EXTRAIT À LIRE =
>>>

Avec le retrait de Sega du marché des consoles, une pleine page de l'histoire des jeux vidéos est en train de se tourner. Pour Sega évidemment, qui, tel le Phénix, devrait néanmoins renaître une deuxième fois grâce à ses équipes de développement, mais aussi pour le reste de l'industrie et les joueurs. Annoncé depuis longtemps sans pouvoir en mesurer la portée, le passage d'une industrie de jeux vidéo presque artisanale à une industrie lourde est cette fois énoncée au grand jour. A l'heure où les produits comptent moins que la façon de les vendre, le procédé qui consiste à mesurer la valeur d'un produit en fonction du nombre d'unités vendues, et non de sa valeur intrinsèque, vient d'être entériné dans la jeune industrie des jeux vidéo avec l'arrêt de la console Sega. La Dreamcast était le meilleur produit en rapport qualité / prix sur le marché. Faute, sans doute, de communication suffisante, et à cause aussi de l'hégémonique culture Playstation, la Dreamcast devient un échec commercial alors que c'est une réussite artistique et industrielle. De l'autre côté, tous les acteurs s'interrogent sur la soit disant technologie de pointe de la Playstation 2. Un an après sa naissance, aucun jeu n'est encore venu prouver sa puissance et pourtant, la nouvelle console de Sony se vend aussitôt sortie des usines.
La Playstation 2 est-elle aimée pour autant ? Pas vraiment, car en gagnant la bataille contre une Dreamcast respectée, Sony se met aussi dans la position du bourreau. Si Sony ne justifie pas vite la disparition de la Dreamcast au profit de sa console, la Playstation 2, qui n'a déjà pas bonne réputation, risque définitivement d'endosser le mauvais rôle. Les victimes attirent toujours la sympathie, et les gagnants inspirent la crainte. Plus que tout autre, le public jeux vidéo a prouvé maintes fois sa capacité à changer son fusil d'épaule. Si Sony ne regagne pas rapidement le cœur blessé des joueurs, la tragédie trouvera en la Playstation 2 un nouveau vilain et réclamera en la Xbox un nouveau champion. A moins que, d'un ultime coup de théâtre à l'arraché, l'ancêtre Nintendo ne vienne réclamer avec sa GameCube, la couronne d'un royaume qui était autrefois le sien.

<<<

EXERCICES =
**a)** Mettez à jour le texte sur le retrait de Sega, en partant de « La Playstation 2 est-elle » et en terminant par « autrefois le sien. », et remplacez-y « vilain » par « méchant ».
**b)** D'après le texte sur le retrait de Sega, quelle console était, s'il vous plaît, le meilleur produit en rapport qualité / prix sur le marché ?
Le matériel qui suit n'est pas nécessaire.

(Entrées d'étiquetage de la position des objets)

>>>

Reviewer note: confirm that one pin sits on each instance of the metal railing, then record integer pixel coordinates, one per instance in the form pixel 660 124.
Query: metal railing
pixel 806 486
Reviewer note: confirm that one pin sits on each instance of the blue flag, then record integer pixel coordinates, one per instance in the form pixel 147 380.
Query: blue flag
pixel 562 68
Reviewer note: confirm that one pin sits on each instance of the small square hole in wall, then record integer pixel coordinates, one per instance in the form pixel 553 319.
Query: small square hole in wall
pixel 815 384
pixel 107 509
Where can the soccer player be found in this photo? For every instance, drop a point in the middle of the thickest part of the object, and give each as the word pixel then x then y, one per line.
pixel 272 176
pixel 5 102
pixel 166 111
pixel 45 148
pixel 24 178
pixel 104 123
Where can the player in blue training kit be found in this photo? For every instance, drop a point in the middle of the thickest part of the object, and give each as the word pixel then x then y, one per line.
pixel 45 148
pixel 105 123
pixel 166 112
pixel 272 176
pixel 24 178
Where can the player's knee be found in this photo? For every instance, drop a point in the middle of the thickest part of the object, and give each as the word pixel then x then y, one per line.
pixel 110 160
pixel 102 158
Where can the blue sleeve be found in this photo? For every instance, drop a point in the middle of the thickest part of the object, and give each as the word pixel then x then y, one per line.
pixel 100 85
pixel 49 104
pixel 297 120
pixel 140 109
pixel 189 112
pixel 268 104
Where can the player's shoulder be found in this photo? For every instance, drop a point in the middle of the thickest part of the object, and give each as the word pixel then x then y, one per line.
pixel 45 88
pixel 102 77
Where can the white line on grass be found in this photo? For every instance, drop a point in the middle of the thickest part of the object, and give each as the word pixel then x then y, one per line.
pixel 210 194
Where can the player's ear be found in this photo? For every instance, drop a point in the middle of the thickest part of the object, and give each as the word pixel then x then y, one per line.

<<<

CORRIGÉS =
**a)**
La Playstation 2 est-elle aimée pour autant ? Pas vraiment, car en gagnant la bataille contre une Dreamcast respectée, Sony se met aussi dans la position du bourreau. Si Sony ne justifie pas vite la disparition de la Dreamcast au profit de sa console, la Playstation 2, qui n'a déjà pas bonne réputation, risque définitivement d'endosser le mauvais rôle. Les victimes attirent toujours la sympathie, et les gagnants inspirent la crainte. Plus que tout autre, le public jeux vidéo a prouvé maintes fois sa capacité à changer son fusil d'épaule. Si Sony ne regagne pas rapidement le cœur blessé des joueurs, la tragédie trouvera en la Playstation 2 un nouveau méchant et réclamera en la Xbox un nouveau champion. A moins que, d'un ultime coup de théâtre à l'arraché, l'ancêtre Nintendo ne vienne réclamer avec sa GameCube, la couronne d'un royaume qui était autrefois le sien.

**b)** La Dreamcast.